### Problem set:
(a) From the tipranavir article, copy word for word the passage that begins with the words containing "The study enrolled" and ends with "protease resistance-associated mutations.".
(b) Using the tipranavir article, mark each statement yes or no and quote the deciding words: (i) the phase III study enrolled 620 patients; (ii) Boehringer Ingelheim Pharmaceuticals Inc. manufactures tipranavir; (iii) the tipranavir dose in the study was 200 mg b.i.d.
(c) Write the next part of the tipranavir article, starting after its final sentence.

(Source text)

WASHINGTON — A new protease inhibitor, tipranavir, was effective for controlling HIV infection in patients who had failed treatment with the standard protease inhibitors now on the U.S. market, in a phase III study with 620 patients.

Tipranavir's efficacy against HIV strains resistant to existing protease inhibitors (PI) was a welcome development, giving physicians a new way to treat patients no longer responding to standard combinations of antiretroviral drugs. Tipranavir is the first nonpeptidic, dihydropyrone PI. Results from prior studies showed that it retains activity against dozens of HIV isolates that are highly resistant to all PIs now available, including amprenavir, indinavir, lopinavir, nelfinavir, ritonavir, and saquinavir.

“Tipranavir appears to be a very promising agent for patients with highly PI-resistant virus,” Joseph J. Eron Jr., M.D., commented at the annual Interscience Conference on Antimicrobial Agents and Chemotherapy. “Long-term success with tipranavir is likely to require coadministration with other drugs that are active against a patient's specific HIV-1 variant,” added Dr. Eron, director of the AIDS clinical trials unit at the University of North Carolina at Chapel Hill.

The study was sponsored by Boehringer Ingelheim Pharmaceuticals Inc., which makes tipranavir. Last October, the company submitted a license application to the Food and Drug Administration based on the results from this study and results from a second phase III study that have not yet been reported. Tipranavir is currently available to U.S. patients through a compassionate-use program.

The study enrolled patients who had a viral load of more than 1,000 copies/mL of HIV RNA, who had already been treated with at least two PI-based regimens of antiretroviral drugs, and who had received drugs from at least three classes of antiretroviral drugs (nucleoside reverse transcriptase inhibitors, nonnucleoside reverse transcriptase inhibitors, and PIs). The primary strain of HIV that infected each patient had to have at least one primary mutation that conferred resistance to PIs, but no more than two of the protease resistance-associated mutations.

Patients were randomized to either an optimized antiretroviral regimen that included a standard PI, or to an optimized regimen that included 500 mg tipranavir b.i.d plus 200 mg ritonavir b.i.d (a PI often added to a regimen to boost serum levels of the primary PI). About a third of all patients had the relatively new drug enfurvitide, an HIV fusion inhibitor, included in their regimen.

(End Source text)
(Input data)

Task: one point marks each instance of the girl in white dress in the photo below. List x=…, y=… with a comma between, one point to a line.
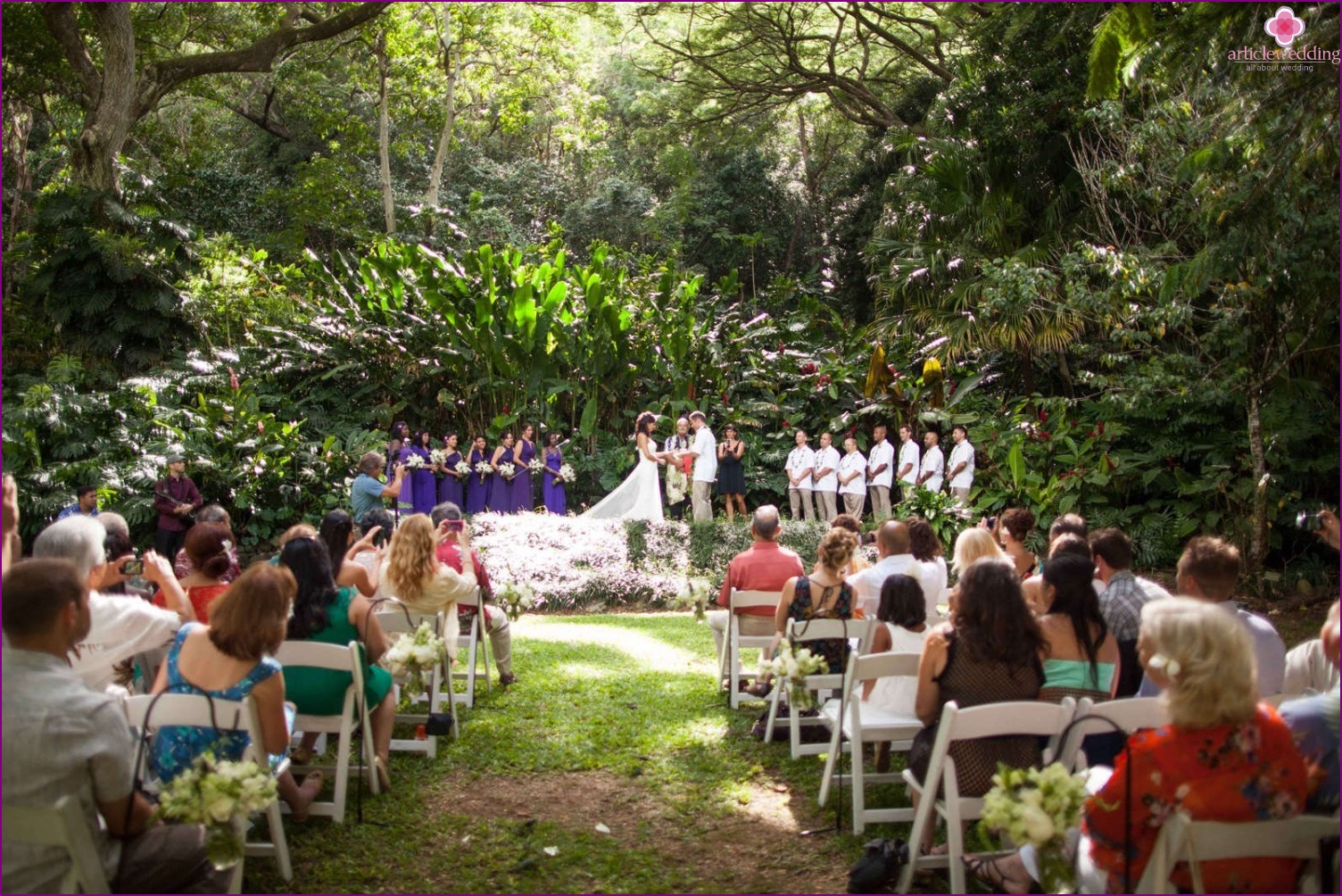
x=639, y=496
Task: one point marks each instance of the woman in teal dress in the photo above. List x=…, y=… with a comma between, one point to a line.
x=332, y=615
x=1081, y=656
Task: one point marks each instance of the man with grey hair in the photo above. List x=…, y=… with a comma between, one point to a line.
x=368, y=491
x=495, y=620
x=121, y=626
x=764, y=567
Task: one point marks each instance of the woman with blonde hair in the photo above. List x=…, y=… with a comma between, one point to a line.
x=415, y=577
x=823, y=594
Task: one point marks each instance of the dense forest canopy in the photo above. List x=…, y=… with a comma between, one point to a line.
x=265, y=231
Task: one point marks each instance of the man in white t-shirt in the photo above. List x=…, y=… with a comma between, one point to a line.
x=908, y=459
x=705, y=452
x=800, y=469
x=881, y=471
x=827, y=479
x=961, y=464
x=852, y=477
x=934, y=464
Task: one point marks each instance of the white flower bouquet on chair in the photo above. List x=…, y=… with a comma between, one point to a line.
x=413, y=653
x=792, y=667
x=218, y=793
x=1038, y=807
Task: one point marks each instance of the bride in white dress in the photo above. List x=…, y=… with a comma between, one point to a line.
x=639, y=496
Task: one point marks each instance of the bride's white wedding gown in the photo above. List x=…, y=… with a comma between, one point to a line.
x=639, y=496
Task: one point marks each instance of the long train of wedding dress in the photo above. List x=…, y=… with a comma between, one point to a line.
x=639, y=496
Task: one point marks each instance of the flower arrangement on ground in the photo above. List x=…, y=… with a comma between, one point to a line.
x=218, y=793
x=792, y=667
x=1038, y=807
x=413, y=653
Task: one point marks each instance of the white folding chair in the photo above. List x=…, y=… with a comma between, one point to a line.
x=855, y=723
x=1129, y=714
x=197, y=709
x=799, y=635
x=353, y=715
x=1184, y=840
x=729, y=664
x=61, y=825
x=394, y=620
x=476, y=643
x=940, y=791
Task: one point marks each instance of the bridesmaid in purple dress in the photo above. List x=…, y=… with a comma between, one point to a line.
x=501, y=491
x=551, y=490
x=450, y=485
x=522, y=495
x=423, y=485
x=476, y=485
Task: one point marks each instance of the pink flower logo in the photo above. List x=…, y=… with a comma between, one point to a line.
x=1285, y=27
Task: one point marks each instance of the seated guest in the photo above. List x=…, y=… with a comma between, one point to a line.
x=337, y=534
x=823, y=594
x=228, y=660
x=1122, y=600
x=415, y=577
x=1208, y=570
x=932, y=562
x=183, y=567
x=330, y=615
x=121, y=626
x=63, y=739
x=764, y=567
x=1222, y=757
x=208, y=547
x=495, y=620
x=1314, y=725
x=1081, y=656
x=895, y=558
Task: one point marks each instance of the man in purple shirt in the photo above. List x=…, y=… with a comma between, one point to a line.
x=175, y=498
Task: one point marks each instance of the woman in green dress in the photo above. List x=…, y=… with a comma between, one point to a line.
x=330, y=615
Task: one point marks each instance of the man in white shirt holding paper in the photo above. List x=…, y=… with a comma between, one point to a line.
x=881, y=471
x=800, y=469
x=827, y=479
x=934, y=464
x=961, y=464
x=852, y=477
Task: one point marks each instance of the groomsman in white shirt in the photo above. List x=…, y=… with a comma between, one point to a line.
x=801, y=467
x=881, y=471
x=908, y=460
x=934, y=464
x=852, y=477
x=827, y=480
x=961, y=464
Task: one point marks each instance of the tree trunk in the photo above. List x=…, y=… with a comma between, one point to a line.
x=1258, y=520
x=384, y=137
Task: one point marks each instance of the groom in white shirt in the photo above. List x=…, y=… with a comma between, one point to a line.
x=705, y=452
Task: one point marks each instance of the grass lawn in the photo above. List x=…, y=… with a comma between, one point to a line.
x=615, y=722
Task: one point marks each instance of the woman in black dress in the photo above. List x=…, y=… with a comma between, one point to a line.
x=732, y=477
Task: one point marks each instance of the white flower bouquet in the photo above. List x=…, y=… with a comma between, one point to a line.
x=516, y=599
x=216, y=793
x=792, y=667
x=694, y=596
x=1038, y=807
x=413, y=653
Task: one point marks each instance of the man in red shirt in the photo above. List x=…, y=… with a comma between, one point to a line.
x=495, y=620
x=764, y=567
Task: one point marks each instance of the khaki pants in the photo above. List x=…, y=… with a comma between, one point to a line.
x=827, y=504
x=700, y=498
x=881, y=502
x=803, y=498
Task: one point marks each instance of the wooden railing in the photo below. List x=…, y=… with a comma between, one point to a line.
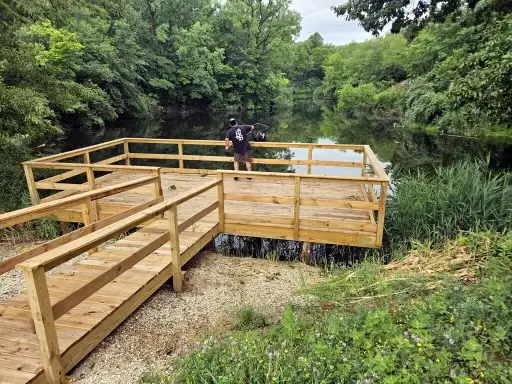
x=369, y=165
x=44, y=313
x=90, y=215
x=359, y=227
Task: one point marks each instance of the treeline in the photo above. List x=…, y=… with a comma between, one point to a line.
x=449, y=73
x=73, y=63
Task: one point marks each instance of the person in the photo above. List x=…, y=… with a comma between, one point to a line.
x=239, y=136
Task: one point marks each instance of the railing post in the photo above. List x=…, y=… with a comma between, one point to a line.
x=127, y=152
x=296, y=208
x=382, y=212
x=32, y=189
x=310, y=159
x=180, y=152
x=220, y=176
x=174, y=237
x=44, y=324
x=365, y=161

(End Input data)

### Answers to the problems:
(a)
The study enrolled patients who had a viral load of more than 1,000 copies/mL of HIV RNA, who had already been treated with at least two PI-based regimens of antiretroviral drugs, and who had received drugs from at least three classes of antiretroviral drugs (nucleoside reverse transcriptase inhibitors, nonnucleoside reverse transcriptase inhibitors, and PIs). The primary strain of HIV that infected each patient had to have at least one primary mutation that conferred resistance to PIs, but no more than two of the protease resistance-associated mutations.

(b)
(i) Yes: "in a phase III study with 620 patients."
(ii) Yes: "The study was sponsored by Boehringer Ingelheim Pharmaceuticals Inc., which makes tipranavir."
(iii) No: "500 mg tipranavir b.i.d plus 200 mg ritonavir b.i.d"

(c)
After 24 weeks of treatment, 41.5% of patients treated with tipranivir had at least a 1.0-log drop in their viral load, compared with baseline, the study's primary end point, compared with 22.3% of patients in the control arm—a statistically significant difference, reported Charles B. Hicks, M.D., associate director of the AIDS research and treatment center at Duke University in Durham, N.C.

The overall average drop in viral load among all patients was 0.88 log in the tipranavir group and 0.28 log in the control group. Viral load dropped to completely undetectable levels in 25.1% of patients in the tipranavir group, compared with 10% of those in the control group.

One additional analysis highlighted the improved responses of patients who were placed on two drugs that were active against their infection. Among the patients who received enfurvitide along with tipranivir, 32.8% had their viral load drop to an undetectable level, compared with 14.3% of patients in the control group who were treated with enfurvitide, Dr. Hicks said at the meeting, sponsored by the American Society of Microbiology.

The incidence of adverse events was similar in the two study groups, 22.8% among those treated with tipranavir and 18.1% among the control patients. The rate of elevations of liver enzymes or serum lipids was higher in patients treated with tipranavir, but these were mostly transient and asymptomatic. Two patients in the tipranavir group stopped treatment because of a rise in liver enzymes.

The results were a “proof of concept that in an advanced patient population treatment with tipranavir is superior to boosting another PI,” commented Michael S. Saag, M.D., professor of medicine at the University of Alabama, Birmingham.